The band — bassist Asher Case, drummer Isaac Lowenstein, and guitarist Kai Slater — formed in their early teens. Too young for venues, their formative years were spent playing wherever they could: bike shops, school gyms, gift shops, even the odd grocery store. That scrappy, resourceful energy is baked into Ripped and Torn. The songs don’t unfold so much as detonate, collapse, or double back on themselves. The recordings sound unstable and immediate, coaxed into existence by producer Randy Randall (No Age), who smears everything with the right amount of grease and hiss. The drums snap like they’re being played in a cupboard; the guitars scream and recoil, rarely settling. Vocals—shared between Case and Slater—slip in and out of focus, sometimes submerged, sometimes shouted, always emotionally precise.

Their previous Matador EPs hinted at range, and that’s deepened here with a leaner, hungrier edge. The first 15 seconds of opener ‘A Tightwire’ is insistent and that grip barely lets go for the next 30 minutes. ‘It Will Get Worse’ starts in d-beat territory—ferocious, brittle—then lurches into off-kilter breakdowns that feel almost improvised. Live favourite ‘Under Your Reach’ is all musical misdirection: a horror-film organ drone initially suggests a drift into post-rock, before the track erupts into false starts, sharp turns, and guitar riff that could be from a Wire B-side. Add some unexpected vocal harmonies, and we get three-and-a-half minutes of glorious, dissonant disintegration.

‘How to Say Deisar’ and ‘(I Wanna) Break Out’ showcase Lifeguard’s frayed, unpredictable (or maybe deliberately imprecise) attitude to their songs. While the band might bristle at the analysis, the comparisons come to mind thick and fast: Blonde Redhead, early Iceage, The Buzzcocks, even flashes of The Rapture’s angular dance-punk. But Lifeguard don’t cling to any of these ideas long enough to be considered anywhere near pastiche. There’s as much Bloc Party as there is Patsy Cline lurking in Case’s songwriting instincts as there is Deerhoof in Lowenstein’s rhythmic jolts. ‘Like You’ll Lose’ even flirts with dub, its bassline booming under loops of delay and ghostly percussion. It’s not slick, and thankfully, not particularly reverent either. Dub, for Lifeguard, feels less an influence than a texture—just another unstable element to pepper their ever-fracturing mix.

_RECORD LIST:_
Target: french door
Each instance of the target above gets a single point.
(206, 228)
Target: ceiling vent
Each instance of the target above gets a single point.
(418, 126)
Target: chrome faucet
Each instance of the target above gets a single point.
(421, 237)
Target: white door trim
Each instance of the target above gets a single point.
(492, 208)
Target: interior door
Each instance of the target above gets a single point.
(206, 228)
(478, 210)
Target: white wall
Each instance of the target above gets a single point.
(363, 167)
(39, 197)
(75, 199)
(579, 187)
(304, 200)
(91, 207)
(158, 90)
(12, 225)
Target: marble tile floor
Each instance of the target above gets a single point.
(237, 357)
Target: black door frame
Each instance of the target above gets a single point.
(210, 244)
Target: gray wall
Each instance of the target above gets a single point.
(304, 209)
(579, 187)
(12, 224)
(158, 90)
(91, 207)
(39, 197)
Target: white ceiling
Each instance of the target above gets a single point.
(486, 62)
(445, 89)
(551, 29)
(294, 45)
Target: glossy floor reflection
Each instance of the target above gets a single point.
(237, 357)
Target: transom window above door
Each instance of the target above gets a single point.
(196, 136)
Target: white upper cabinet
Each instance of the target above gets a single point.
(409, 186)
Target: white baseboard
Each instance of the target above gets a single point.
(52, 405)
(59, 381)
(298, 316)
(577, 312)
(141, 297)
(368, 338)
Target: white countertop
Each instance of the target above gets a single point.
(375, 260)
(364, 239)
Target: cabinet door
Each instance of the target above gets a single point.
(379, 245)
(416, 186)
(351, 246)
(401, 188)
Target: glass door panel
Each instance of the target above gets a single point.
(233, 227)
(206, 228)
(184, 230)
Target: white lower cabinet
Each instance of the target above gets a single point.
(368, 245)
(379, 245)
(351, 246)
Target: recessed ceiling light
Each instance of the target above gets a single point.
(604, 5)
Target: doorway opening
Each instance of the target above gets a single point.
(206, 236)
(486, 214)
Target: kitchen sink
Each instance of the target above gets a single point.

* * *

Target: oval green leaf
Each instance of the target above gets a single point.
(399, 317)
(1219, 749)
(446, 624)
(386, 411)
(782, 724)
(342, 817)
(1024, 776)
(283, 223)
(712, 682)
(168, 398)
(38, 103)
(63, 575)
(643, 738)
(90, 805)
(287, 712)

* * *

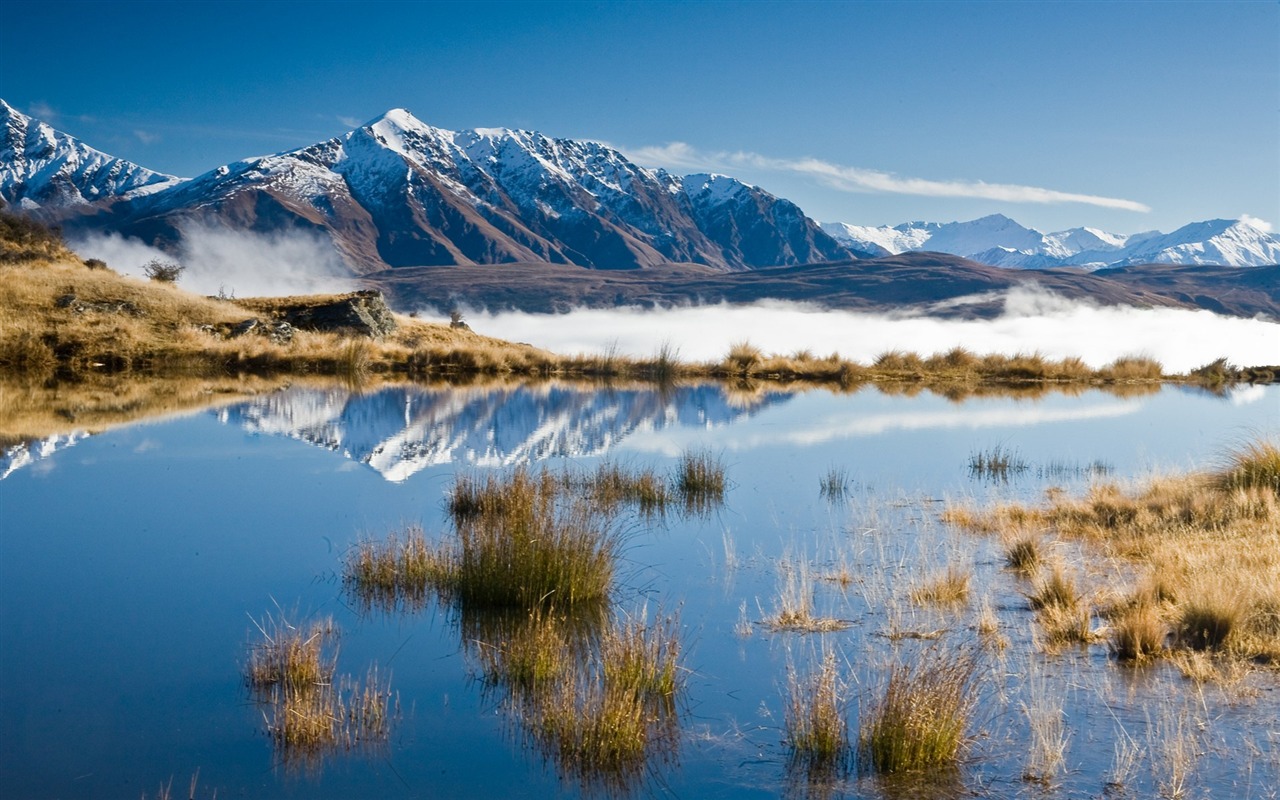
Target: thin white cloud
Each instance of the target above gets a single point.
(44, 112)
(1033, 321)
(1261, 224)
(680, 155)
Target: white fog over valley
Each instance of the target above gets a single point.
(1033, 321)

_EXERCISE INSTRUCTIONS:_
Can you write out the review passage that opens with "The band — bassist" and closes with "always emotionally precise.", swapping "cupboard" for "closet"?

_EXERCISE ANSWER:_
The band — bassist Asher Case, drummer Isaac Lowenstein, and guitarist Kai Slater — formed in their early teens. Too young for venues, their formative years were spent playing wherever they could: bike shops, school gyms, gift shops, even the odd grocery store. That scrappy, resourceful energy is baked into Ripped and Torn. The songs don’t unfold so much as detonate, collapse, or double back on themselves. The recordings sound unstable and immediate, coaxed into existence by producer Randy Randall (No Age), who smears everything with the right amount of grease and hiss. The drums snap like they’re being played in a closet; the guitars scream and recoil, rarely settling. Vocals—shared between Case and Slater—slip in and out of focus, sometimes submerged, sometimes shouted, always emotionally precise.